_ACTIVITY:_
Each line in the records that mentions the word "person" needs to be listed.

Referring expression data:
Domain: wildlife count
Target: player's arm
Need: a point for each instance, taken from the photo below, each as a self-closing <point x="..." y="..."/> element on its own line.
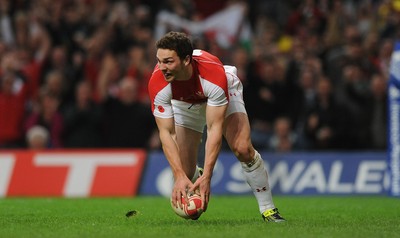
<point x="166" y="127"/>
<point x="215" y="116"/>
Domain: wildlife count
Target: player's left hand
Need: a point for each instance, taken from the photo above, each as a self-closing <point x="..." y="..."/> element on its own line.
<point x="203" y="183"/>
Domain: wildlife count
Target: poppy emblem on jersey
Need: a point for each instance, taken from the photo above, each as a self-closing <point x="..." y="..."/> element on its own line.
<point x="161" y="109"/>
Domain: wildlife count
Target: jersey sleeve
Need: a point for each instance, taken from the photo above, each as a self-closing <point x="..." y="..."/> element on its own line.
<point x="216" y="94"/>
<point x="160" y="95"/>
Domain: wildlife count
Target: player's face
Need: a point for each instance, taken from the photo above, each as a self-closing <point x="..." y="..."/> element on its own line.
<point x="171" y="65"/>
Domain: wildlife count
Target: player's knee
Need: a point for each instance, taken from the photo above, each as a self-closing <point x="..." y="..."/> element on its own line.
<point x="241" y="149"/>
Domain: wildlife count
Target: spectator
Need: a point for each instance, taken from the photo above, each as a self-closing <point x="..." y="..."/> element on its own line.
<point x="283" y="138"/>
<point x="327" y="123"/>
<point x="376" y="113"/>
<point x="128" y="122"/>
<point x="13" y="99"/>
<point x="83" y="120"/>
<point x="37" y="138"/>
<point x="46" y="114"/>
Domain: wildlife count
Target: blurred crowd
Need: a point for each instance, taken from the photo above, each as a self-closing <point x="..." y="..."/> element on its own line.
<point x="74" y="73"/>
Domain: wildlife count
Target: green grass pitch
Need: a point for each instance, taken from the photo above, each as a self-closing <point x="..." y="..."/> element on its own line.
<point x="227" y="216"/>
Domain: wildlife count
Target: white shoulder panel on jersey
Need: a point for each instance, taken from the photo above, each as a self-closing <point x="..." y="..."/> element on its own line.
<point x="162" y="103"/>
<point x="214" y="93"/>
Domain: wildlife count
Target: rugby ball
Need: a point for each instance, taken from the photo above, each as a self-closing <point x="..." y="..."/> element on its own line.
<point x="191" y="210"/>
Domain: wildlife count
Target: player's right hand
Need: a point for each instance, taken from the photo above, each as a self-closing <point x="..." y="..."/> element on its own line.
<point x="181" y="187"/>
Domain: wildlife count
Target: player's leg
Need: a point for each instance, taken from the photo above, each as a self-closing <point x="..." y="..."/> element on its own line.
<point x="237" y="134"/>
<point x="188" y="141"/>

--

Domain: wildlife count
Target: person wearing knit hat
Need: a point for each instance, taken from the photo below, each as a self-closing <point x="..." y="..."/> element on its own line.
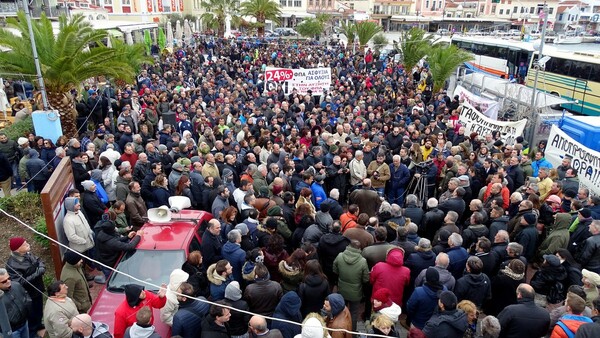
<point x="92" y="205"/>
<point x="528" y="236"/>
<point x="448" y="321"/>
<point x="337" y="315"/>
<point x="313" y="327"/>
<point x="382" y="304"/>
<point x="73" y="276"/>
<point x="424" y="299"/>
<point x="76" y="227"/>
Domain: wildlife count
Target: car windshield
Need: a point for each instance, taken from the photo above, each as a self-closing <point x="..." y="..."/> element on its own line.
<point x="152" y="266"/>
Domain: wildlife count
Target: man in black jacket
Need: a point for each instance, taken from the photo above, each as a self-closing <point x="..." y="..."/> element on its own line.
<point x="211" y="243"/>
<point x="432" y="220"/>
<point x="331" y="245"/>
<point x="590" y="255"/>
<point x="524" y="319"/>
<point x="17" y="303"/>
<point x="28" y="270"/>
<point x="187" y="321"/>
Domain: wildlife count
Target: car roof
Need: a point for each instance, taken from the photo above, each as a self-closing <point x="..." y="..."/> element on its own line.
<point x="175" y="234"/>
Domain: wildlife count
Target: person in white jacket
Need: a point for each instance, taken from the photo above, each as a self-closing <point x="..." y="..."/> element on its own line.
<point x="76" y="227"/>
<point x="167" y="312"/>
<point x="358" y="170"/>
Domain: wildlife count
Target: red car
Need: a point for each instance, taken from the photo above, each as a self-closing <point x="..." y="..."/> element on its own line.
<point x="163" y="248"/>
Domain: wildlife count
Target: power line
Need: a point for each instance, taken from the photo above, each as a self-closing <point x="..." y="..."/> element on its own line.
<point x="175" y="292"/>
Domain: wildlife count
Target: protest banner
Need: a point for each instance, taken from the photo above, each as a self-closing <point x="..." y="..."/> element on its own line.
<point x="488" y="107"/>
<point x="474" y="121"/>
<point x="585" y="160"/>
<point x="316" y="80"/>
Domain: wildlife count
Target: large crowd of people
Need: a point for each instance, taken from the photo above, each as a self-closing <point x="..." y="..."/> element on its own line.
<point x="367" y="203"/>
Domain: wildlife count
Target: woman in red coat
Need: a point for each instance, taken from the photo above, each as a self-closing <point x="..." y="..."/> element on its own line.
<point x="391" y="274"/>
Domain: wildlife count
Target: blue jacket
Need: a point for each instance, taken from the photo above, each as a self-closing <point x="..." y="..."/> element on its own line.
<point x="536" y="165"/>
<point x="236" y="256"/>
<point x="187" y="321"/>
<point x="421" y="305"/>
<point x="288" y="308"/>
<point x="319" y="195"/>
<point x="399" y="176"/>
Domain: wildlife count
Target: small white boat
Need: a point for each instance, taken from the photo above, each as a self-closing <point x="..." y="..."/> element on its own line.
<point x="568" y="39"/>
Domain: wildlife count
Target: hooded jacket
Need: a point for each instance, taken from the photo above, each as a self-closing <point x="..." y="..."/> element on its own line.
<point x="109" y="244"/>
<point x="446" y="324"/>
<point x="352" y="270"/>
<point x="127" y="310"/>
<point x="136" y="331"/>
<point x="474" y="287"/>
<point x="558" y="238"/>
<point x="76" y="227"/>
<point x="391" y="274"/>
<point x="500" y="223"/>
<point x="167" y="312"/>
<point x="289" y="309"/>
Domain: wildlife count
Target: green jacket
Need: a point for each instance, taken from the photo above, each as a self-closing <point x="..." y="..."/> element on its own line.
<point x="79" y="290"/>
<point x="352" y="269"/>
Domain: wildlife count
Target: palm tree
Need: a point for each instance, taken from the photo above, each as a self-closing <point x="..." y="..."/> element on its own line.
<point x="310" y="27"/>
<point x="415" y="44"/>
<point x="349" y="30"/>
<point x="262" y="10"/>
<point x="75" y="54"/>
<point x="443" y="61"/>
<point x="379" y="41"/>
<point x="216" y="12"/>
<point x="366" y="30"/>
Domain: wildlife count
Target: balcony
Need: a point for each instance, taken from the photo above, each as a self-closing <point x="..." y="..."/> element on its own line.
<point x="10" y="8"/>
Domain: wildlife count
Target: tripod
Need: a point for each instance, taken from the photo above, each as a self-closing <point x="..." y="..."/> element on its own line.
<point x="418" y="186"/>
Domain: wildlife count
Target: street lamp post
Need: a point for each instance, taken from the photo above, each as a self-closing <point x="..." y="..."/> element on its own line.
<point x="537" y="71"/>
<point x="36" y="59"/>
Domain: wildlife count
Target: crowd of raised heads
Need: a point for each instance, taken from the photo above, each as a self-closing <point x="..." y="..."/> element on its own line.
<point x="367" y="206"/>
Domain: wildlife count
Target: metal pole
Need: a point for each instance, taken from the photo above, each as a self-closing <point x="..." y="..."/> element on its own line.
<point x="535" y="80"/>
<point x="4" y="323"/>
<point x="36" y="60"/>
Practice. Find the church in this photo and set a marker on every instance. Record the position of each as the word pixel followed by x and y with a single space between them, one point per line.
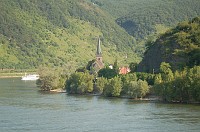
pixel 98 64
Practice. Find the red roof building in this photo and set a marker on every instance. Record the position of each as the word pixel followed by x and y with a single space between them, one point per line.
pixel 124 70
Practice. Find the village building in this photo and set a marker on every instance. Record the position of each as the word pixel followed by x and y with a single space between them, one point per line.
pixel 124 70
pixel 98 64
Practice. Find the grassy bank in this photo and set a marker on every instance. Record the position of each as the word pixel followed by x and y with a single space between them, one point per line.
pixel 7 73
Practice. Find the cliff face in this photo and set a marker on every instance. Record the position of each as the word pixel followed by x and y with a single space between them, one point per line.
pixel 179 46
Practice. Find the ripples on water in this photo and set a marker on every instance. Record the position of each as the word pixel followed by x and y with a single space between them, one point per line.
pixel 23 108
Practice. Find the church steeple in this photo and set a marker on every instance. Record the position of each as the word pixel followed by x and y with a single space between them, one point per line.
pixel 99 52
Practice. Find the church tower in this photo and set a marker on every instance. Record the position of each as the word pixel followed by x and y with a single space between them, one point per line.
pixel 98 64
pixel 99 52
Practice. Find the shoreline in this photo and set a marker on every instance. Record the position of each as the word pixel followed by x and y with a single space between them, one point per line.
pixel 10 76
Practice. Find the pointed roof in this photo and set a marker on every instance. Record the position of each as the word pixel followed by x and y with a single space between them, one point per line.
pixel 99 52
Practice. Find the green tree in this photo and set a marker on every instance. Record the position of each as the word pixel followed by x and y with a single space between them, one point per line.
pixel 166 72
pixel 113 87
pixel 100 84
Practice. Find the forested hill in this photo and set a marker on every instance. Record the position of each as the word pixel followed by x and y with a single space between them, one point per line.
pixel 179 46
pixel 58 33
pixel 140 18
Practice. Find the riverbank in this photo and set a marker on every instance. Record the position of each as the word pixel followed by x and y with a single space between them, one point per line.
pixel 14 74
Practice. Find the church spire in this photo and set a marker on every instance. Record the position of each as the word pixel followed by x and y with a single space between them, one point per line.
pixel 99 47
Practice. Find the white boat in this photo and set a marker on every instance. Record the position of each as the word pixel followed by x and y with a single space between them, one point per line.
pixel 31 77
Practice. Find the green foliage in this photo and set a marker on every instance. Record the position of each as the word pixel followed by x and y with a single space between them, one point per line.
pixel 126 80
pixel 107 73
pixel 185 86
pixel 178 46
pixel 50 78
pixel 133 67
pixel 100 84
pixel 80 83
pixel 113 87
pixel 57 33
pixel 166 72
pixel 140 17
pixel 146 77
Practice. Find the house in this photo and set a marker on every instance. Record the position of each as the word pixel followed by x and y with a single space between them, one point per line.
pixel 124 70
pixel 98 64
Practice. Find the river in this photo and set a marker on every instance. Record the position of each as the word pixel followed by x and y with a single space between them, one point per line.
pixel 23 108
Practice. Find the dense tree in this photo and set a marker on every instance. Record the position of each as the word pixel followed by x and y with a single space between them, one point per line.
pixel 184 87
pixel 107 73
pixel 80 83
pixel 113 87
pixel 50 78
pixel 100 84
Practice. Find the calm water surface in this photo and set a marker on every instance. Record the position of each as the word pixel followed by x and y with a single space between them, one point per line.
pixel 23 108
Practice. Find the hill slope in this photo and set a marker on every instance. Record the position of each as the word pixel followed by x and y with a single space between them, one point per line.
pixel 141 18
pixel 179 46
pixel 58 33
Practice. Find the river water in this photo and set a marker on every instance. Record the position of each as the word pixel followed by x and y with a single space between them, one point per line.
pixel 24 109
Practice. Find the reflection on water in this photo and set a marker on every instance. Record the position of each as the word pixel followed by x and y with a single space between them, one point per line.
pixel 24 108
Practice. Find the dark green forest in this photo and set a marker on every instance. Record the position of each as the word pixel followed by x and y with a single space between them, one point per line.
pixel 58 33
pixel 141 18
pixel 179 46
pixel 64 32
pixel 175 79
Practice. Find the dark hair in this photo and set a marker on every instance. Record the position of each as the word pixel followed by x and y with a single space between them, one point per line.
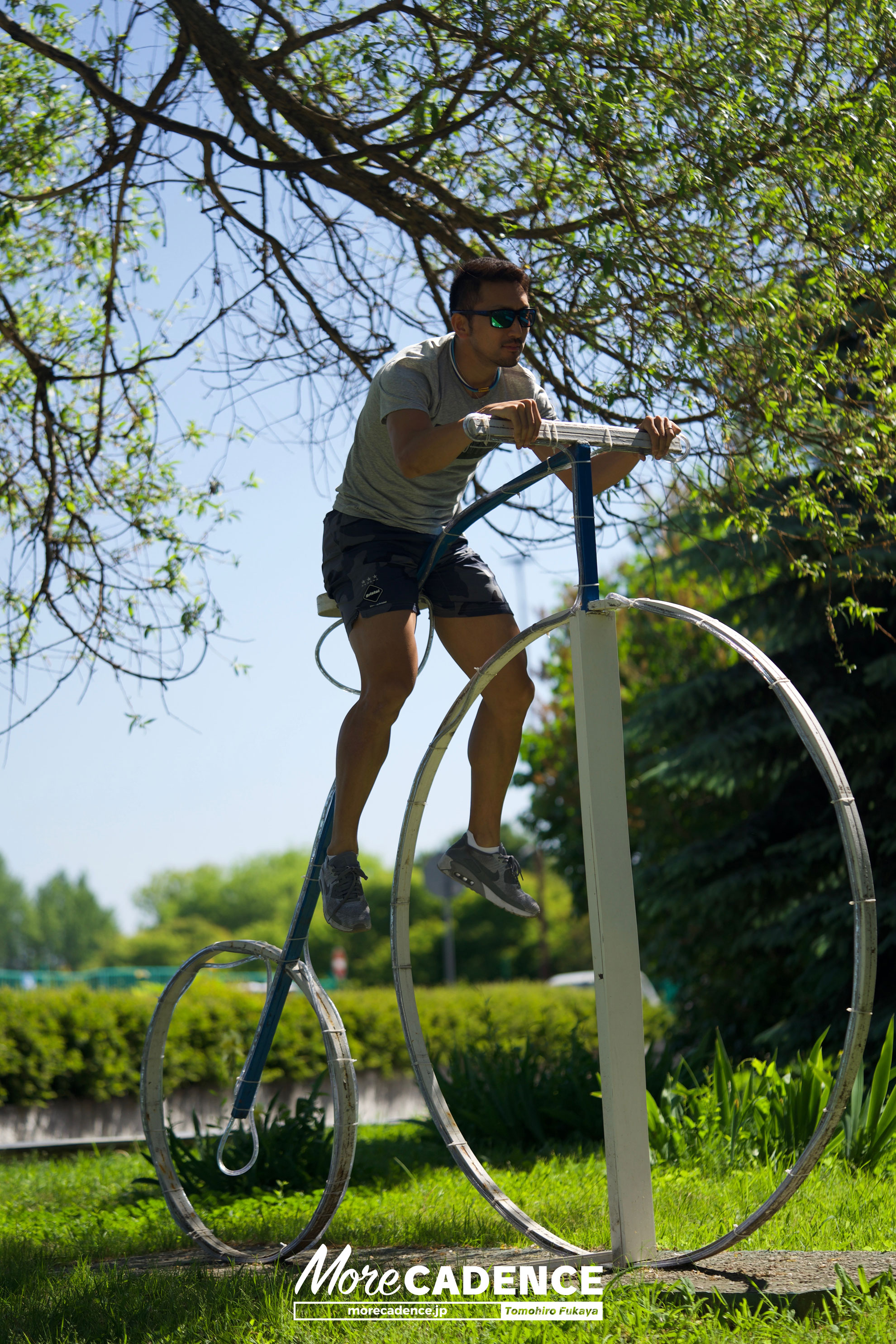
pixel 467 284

==

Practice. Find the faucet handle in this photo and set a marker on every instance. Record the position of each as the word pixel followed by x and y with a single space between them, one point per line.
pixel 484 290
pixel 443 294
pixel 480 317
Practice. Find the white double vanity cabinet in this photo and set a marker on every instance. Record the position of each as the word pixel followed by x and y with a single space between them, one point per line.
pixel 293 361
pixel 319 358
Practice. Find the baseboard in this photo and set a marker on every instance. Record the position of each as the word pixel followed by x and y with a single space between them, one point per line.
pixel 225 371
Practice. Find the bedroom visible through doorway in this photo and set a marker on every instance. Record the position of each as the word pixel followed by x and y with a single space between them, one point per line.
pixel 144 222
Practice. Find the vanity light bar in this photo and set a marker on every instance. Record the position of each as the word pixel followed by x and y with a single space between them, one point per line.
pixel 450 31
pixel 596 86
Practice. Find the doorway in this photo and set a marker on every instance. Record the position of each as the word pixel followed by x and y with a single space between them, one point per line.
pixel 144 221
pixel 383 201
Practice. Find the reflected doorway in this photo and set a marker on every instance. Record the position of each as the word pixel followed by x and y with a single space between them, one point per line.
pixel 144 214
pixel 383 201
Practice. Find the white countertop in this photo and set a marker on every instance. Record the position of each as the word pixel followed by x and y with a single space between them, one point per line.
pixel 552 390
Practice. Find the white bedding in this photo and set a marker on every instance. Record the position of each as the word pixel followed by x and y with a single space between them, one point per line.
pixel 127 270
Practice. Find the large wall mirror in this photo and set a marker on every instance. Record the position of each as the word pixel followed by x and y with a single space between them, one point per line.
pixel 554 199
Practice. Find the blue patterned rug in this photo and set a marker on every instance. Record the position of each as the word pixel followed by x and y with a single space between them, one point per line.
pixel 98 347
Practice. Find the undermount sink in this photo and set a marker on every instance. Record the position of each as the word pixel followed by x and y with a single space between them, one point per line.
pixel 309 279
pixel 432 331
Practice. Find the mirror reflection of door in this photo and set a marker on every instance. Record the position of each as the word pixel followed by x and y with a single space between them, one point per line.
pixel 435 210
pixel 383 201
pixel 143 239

_RESULT FOR THIS TASK:_
Target: person wearing knit hat
Target: person in white jacket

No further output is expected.